»»

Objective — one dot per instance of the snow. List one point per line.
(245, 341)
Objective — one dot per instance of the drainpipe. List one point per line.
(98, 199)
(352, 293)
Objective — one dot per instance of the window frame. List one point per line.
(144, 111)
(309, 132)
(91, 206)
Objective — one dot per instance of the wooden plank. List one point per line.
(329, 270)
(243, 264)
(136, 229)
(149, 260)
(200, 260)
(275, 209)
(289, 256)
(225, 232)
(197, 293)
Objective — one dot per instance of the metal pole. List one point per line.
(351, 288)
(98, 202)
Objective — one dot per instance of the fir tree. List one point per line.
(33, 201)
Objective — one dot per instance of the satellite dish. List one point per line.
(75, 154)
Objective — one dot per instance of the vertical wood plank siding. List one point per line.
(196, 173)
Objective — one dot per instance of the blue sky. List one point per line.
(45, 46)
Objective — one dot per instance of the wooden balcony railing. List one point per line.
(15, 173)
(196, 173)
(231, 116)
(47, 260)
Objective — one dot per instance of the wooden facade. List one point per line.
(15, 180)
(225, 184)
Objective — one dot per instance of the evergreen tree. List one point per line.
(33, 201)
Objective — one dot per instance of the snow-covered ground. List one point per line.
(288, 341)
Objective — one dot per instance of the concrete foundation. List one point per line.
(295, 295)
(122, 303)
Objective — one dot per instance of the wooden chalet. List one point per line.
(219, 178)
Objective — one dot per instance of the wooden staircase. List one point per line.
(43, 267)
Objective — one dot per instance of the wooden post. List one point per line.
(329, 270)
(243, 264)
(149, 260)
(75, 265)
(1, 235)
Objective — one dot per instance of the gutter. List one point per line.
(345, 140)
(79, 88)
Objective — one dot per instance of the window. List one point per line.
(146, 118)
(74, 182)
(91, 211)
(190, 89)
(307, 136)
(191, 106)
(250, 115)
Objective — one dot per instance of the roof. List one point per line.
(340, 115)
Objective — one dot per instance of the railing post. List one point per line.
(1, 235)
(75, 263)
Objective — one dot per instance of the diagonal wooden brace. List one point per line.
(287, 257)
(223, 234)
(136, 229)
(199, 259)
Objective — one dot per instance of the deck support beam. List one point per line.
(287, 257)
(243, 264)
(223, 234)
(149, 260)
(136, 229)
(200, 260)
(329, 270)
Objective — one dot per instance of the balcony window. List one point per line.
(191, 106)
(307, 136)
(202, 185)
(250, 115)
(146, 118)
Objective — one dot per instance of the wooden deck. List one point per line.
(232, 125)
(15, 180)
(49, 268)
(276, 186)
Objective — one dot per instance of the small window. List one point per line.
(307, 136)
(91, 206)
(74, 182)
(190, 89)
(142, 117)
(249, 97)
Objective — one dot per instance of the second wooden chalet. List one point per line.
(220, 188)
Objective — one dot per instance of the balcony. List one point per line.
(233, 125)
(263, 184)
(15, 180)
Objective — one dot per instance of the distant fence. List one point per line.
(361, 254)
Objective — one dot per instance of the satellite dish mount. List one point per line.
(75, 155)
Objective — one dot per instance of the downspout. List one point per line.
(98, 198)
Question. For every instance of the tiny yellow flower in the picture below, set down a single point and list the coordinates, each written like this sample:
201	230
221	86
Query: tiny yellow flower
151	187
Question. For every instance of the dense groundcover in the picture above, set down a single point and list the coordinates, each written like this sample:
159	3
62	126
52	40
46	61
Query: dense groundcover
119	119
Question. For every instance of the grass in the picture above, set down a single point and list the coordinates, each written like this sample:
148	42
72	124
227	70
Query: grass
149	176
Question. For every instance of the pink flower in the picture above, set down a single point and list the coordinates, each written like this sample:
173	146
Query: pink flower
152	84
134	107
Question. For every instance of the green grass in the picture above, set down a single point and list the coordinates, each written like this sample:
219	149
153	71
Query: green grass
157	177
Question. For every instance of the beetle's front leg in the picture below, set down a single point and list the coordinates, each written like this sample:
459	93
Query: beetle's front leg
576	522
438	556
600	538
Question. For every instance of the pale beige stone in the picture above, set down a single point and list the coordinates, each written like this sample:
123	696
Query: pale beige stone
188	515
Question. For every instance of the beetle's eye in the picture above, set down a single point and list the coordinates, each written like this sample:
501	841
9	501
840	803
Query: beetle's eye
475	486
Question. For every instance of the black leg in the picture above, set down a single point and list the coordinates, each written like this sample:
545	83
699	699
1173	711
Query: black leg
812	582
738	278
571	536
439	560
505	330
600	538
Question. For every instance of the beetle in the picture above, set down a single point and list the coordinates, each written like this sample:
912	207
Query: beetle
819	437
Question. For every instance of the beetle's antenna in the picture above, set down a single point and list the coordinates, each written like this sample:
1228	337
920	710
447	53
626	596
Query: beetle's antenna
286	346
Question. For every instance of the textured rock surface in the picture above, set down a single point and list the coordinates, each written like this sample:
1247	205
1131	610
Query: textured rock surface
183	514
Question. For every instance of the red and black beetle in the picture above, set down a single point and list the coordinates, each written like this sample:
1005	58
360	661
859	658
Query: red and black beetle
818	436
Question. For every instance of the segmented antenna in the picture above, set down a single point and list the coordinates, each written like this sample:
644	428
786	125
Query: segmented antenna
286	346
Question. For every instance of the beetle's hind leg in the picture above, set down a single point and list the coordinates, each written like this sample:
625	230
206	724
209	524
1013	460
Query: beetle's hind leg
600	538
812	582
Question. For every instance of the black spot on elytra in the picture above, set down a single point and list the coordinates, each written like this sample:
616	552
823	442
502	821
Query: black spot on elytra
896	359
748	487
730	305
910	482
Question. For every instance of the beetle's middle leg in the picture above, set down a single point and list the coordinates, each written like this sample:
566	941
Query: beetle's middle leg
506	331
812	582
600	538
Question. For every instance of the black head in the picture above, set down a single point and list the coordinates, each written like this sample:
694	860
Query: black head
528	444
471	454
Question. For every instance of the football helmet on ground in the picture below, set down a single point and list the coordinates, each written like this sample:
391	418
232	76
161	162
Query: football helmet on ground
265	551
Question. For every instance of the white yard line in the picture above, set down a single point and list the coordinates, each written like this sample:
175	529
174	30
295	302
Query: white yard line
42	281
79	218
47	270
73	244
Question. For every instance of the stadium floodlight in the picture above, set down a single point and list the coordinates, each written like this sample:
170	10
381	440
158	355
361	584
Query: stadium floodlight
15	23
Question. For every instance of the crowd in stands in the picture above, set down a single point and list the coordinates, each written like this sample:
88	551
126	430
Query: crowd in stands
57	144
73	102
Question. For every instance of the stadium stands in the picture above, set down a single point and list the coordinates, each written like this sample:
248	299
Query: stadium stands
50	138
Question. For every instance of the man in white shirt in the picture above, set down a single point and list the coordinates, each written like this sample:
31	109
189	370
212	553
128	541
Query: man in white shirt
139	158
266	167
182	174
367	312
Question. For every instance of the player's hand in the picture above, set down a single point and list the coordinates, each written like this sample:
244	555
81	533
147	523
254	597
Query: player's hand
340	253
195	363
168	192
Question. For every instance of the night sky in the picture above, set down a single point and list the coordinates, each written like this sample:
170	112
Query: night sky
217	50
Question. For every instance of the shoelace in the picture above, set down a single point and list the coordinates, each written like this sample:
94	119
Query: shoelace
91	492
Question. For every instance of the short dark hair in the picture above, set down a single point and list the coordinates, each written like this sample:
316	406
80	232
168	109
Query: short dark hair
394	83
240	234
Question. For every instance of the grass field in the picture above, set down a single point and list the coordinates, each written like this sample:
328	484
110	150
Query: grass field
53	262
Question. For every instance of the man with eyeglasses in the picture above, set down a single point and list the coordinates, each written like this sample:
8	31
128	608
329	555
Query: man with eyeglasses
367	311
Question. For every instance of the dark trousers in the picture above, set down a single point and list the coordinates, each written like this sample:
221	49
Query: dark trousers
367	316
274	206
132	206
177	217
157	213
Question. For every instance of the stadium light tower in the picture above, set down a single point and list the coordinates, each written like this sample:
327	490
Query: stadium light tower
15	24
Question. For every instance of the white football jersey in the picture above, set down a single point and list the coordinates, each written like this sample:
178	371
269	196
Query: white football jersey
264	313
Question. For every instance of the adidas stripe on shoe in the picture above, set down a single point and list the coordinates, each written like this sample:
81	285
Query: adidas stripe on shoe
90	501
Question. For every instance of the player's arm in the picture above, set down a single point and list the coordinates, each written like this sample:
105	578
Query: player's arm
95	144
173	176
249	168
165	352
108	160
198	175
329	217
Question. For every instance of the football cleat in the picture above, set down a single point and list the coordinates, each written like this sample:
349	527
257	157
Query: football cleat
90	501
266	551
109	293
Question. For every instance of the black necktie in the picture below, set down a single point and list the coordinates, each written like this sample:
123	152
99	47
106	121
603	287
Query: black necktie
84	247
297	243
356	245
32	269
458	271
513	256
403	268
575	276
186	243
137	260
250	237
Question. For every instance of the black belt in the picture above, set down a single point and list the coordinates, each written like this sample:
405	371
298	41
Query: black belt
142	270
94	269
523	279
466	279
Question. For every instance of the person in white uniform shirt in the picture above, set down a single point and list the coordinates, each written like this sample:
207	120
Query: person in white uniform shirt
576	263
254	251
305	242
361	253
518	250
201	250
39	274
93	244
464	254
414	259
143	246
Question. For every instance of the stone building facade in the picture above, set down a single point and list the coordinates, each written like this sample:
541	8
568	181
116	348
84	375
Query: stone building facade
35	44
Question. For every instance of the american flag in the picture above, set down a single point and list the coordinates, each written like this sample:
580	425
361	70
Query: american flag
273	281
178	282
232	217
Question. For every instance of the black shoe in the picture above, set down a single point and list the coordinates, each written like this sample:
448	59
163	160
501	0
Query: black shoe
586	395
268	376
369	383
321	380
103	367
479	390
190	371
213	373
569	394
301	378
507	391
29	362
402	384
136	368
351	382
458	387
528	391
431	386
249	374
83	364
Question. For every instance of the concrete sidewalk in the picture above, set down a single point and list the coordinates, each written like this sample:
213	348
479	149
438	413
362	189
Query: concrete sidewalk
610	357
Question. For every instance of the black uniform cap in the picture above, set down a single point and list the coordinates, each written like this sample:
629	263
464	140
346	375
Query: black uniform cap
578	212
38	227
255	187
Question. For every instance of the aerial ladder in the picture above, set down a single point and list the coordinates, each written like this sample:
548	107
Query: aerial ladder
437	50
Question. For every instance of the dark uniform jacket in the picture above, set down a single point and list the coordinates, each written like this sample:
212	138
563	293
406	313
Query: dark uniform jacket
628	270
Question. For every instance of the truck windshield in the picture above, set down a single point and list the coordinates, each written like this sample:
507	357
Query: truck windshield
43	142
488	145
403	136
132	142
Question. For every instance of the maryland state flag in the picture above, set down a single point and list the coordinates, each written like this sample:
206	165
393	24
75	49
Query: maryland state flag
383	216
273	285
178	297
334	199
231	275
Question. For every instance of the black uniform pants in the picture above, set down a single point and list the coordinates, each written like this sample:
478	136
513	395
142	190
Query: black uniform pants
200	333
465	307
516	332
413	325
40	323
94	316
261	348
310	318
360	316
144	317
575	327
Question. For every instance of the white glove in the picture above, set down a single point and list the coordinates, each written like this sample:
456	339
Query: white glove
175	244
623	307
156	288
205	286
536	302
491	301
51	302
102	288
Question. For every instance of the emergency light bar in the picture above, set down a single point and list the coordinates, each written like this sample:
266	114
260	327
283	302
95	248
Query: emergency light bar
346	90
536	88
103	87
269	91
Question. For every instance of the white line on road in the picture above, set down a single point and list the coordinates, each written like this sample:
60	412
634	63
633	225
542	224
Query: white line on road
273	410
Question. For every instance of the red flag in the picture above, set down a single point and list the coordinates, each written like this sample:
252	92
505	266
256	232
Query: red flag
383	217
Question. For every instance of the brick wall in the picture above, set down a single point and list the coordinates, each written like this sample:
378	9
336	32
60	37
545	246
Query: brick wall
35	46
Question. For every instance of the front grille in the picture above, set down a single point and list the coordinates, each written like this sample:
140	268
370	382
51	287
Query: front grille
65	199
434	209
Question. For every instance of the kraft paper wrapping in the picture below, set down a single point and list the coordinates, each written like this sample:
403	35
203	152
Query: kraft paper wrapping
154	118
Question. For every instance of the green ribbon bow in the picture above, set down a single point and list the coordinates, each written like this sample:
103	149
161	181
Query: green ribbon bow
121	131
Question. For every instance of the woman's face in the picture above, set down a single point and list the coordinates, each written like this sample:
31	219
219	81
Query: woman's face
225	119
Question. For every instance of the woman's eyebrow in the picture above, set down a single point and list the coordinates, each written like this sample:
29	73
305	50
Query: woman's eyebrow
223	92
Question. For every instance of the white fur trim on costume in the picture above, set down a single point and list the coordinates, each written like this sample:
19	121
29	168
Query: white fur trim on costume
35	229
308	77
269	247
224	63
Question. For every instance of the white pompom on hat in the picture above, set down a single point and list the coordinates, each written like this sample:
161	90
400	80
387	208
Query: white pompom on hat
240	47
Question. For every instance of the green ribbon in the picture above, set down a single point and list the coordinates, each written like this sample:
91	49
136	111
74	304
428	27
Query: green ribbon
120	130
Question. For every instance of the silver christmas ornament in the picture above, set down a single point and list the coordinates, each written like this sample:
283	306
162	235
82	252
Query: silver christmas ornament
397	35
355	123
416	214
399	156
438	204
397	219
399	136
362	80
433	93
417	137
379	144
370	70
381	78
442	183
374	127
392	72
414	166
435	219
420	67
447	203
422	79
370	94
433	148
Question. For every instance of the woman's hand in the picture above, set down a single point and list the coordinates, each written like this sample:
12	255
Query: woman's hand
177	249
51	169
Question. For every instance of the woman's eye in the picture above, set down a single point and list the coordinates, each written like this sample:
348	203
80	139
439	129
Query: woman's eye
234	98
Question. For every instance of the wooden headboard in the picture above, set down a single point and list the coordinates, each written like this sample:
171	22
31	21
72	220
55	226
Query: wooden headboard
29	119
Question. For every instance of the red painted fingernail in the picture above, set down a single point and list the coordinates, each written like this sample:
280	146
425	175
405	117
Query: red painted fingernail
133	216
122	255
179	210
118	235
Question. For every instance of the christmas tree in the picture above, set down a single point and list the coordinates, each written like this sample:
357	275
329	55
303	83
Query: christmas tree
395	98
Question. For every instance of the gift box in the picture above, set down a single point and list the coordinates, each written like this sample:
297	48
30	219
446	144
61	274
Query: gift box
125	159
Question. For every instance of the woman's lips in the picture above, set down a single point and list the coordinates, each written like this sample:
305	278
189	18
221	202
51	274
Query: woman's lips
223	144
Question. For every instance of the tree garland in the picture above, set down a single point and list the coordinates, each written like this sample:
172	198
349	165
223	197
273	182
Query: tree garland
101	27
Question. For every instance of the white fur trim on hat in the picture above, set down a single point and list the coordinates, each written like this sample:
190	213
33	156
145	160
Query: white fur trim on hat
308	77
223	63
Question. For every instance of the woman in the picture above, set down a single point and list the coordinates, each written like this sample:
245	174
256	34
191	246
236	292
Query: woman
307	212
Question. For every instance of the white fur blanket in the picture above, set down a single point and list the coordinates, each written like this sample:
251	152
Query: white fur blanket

««

Search the data for "blanket". Copy every line that has it.

Question. For every instance of the white fur blanket in the picture above, set down a single point and list the coordinates, each written like this sample:
Query: white fur blanket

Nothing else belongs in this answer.